**GOAL OF THE EXERCISE:** Only a slice of the listing below is wanted. Retype the lines from the one containing "For every <instance>" through the one containing "positive clicks: (186, 286)", exactly, both ends included.

**RECORDS PROVIDED:**
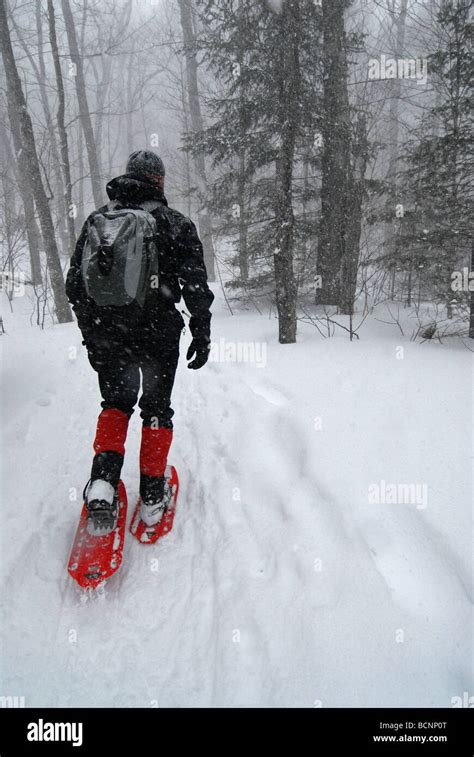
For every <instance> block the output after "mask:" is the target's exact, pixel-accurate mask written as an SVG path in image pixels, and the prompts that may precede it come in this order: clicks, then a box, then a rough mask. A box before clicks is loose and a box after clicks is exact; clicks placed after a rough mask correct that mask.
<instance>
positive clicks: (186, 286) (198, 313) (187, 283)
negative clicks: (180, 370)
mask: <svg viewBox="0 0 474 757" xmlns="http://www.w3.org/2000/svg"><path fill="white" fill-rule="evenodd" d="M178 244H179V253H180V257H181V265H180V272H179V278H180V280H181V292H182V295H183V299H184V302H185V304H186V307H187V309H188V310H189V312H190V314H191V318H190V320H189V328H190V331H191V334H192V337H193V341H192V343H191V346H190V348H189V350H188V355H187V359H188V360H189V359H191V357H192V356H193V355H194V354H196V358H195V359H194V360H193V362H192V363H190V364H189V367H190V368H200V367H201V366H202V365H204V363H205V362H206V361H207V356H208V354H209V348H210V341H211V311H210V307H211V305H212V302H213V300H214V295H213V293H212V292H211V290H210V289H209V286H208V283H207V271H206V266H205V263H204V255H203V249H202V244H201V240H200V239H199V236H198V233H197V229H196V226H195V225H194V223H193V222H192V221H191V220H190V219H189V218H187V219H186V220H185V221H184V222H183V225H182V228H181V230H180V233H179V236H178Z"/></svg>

--

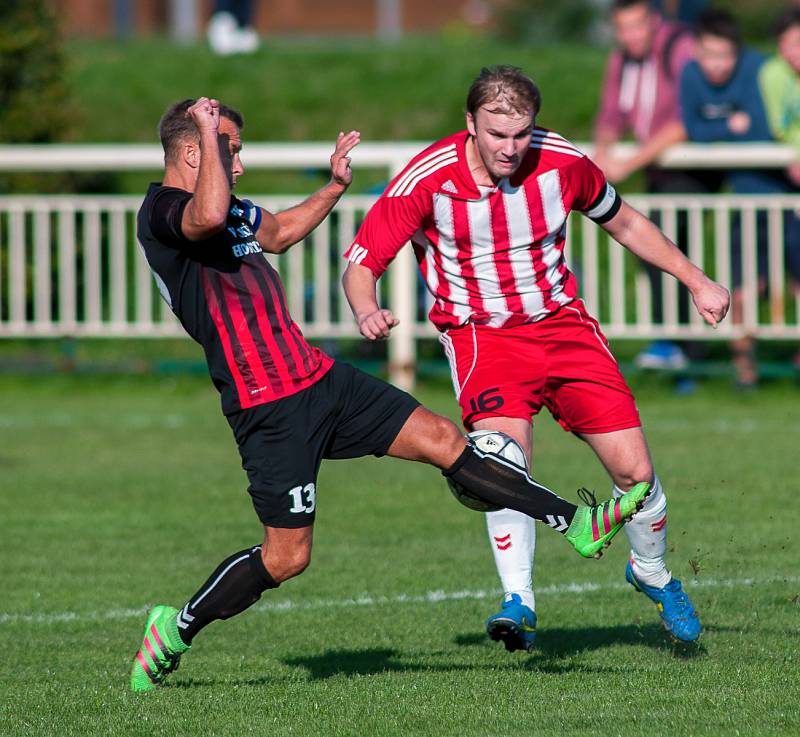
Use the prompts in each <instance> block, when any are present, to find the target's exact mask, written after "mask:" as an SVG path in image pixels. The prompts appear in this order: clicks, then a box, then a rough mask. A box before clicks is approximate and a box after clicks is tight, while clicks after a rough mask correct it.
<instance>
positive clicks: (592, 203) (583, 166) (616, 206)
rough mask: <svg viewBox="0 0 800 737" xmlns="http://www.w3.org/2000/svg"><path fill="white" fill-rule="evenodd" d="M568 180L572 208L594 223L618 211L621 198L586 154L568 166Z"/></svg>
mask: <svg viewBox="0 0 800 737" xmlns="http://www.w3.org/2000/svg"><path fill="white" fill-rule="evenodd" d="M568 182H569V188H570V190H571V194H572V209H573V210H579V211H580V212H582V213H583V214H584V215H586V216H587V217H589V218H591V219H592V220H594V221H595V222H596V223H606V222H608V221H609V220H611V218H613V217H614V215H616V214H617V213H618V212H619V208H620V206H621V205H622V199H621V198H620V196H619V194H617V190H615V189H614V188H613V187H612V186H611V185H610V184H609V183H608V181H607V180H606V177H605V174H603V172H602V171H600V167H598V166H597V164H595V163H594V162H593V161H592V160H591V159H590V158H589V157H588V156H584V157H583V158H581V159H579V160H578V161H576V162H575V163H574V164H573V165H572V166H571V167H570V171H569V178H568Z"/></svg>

**ANSWER AREA:**
For every <instance> block the output after "mask:" is the target's exact, pixel-accurate mask written as an SVG path in image pixels, and the prompts that may precede it come in this order: clicks, then a box, then a rough mask. A box before clicks is loose and a box after clicks is exact; clicks placed after a rough mask correct that mask.
<instance>
positive clicks: (186, 286) (198, 313) (187, 283)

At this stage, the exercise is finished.